DOCUMENT »
*****
Au centre de cette discorde : Pablo Escobar. Personnage principal de la première et de la deuxième saison, le chef du cartel de Medellin, mort en 1993, y est dépeint comme un bandit charismatique. Robin des bois latin, tombeur de ces dames, dealer au grand cœur, l’homme s’offre une image romancée qui ferait presque oublier que le narcotrafic a fait de très nombreuses victimes et ravagé le pays.
Pour beaucoup, ce traitement est une insulte faite à toutes les victimes des cartels. « C’est surtout les classes moyennes et aisées qui considèrent que la série dresse un portrait trop flatteur du narcotrafiquant », explique Markos Kapsaskis, sociologue colombien basé à Bogota. Mais ce sujet est loin de mettre tout le monde d’accord : « pour les Colombiens issus de classes plus populaires, Escobar conserve souvent l’image d’une sorte de héros national. Une image qui n’est que la continuité de la manière dont il a lui-même su utiliser les médias pour construire son propre mythe ».
*****
Répondez à ces questions d'après le texte sur Pablo Escobar :
1. En quelle année le chef du cartel de Medellin est-il mort ?
2. Dans quelles saisons de la série est-il le personnage principal ?
3. Dans quelle ville est basé le sociologue Markos Kapsaskis ?

DONNÉES FOURNIES »
*****
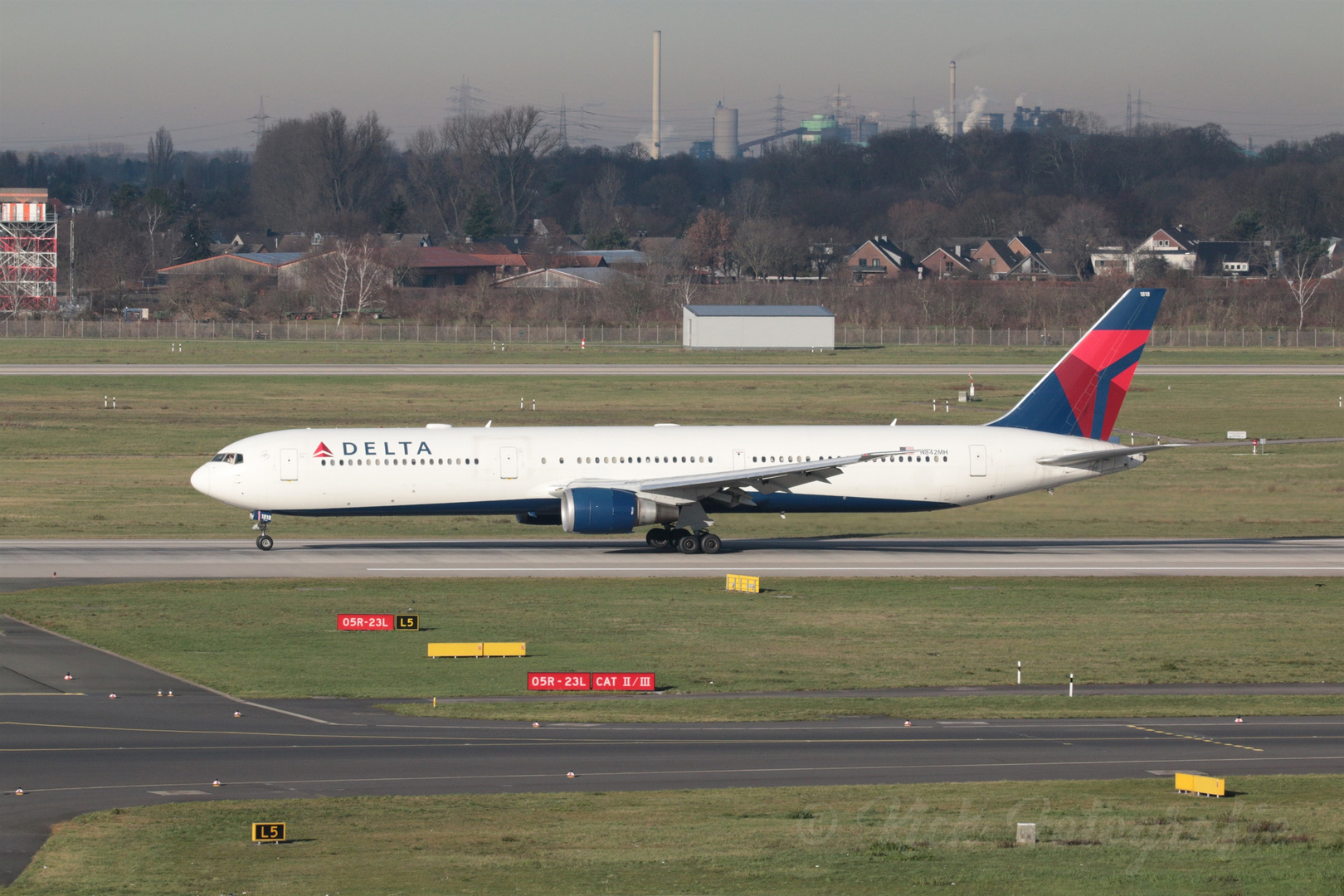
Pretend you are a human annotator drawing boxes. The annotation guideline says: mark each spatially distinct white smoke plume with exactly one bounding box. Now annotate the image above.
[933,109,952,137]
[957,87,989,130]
*****
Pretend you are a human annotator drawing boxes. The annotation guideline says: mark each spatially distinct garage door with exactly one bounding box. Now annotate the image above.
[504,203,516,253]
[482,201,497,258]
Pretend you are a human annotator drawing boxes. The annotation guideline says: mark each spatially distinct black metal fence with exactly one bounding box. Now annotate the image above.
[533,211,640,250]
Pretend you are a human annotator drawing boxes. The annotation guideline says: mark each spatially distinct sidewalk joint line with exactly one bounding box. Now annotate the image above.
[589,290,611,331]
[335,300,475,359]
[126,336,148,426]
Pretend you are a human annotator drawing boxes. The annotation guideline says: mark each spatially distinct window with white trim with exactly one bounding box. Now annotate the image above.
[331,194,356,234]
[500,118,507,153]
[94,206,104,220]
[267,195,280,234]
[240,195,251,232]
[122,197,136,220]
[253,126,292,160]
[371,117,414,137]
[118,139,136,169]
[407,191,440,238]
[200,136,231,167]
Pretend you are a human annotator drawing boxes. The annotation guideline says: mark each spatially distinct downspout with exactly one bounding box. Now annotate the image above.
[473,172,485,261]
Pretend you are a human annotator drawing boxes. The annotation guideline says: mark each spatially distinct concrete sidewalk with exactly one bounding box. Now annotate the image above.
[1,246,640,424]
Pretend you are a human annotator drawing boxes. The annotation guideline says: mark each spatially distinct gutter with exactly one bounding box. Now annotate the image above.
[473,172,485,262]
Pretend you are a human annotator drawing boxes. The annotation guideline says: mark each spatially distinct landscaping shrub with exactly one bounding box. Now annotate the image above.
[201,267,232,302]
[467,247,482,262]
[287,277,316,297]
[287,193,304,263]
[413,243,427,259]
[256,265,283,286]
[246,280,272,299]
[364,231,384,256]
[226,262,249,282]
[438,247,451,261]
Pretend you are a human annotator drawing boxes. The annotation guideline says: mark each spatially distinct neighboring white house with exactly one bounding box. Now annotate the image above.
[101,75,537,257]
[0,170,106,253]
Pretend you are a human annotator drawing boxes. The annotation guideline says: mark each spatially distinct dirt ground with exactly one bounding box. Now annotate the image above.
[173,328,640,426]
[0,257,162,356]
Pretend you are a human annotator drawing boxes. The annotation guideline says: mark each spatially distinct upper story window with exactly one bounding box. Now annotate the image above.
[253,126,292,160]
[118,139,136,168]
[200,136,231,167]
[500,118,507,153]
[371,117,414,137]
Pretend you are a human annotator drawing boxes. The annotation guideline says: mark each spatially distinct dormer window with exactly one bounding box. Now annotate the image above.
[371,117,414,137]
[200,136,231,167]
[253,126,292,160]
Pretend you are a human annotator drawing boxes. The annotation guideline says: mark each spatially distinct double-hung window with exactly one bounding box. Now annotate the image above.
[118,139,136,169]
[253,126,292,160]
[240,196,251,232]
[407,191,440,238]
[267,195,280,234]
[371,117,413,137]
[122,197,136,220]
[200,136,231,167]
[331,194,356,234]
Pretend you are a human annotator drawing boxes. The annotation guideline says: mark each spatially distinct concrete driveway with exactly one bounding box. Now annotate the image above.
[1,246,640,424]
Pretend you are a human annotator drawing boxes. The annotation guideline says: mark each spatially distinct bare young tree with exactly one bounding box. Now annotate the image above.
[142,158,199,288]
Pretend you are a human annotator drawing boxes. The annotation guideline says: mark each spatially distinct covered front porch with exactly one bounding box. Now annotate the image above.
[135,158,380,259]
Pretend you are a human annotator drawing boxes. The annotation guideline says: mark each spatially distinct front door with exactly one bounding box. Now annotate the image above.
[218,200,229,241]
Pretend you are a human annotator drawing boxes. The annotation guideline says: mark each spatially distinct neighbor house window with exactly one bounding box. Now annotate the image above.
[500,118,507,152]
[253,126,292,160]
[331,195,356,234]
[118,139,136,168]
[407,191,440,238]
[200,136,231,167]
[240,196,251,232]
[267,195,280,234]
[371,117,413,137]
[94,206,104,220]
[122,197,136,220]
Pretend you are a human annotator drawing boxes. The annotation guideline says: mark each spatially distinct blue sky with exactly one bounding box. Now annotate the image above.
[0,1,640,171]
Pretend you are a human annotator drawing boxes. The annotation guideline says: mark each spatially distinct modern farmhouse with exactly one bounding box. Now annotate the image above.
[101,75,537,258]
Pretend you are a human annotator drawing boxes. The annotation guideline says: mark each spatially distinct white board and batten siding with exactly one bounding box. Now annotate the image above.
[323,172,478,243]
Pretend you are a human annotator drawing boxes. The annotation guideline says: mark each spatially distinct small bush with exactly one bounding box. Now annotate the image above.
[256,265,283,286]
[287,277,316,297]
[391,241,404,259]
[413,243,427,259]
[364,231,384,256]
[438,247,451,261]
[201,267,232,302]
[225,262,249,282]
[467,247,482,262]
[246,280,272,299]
*****
RÉSULTAT »
1. En 1993.
2. Dans la première et la deuxième saison.
3. À Bogota.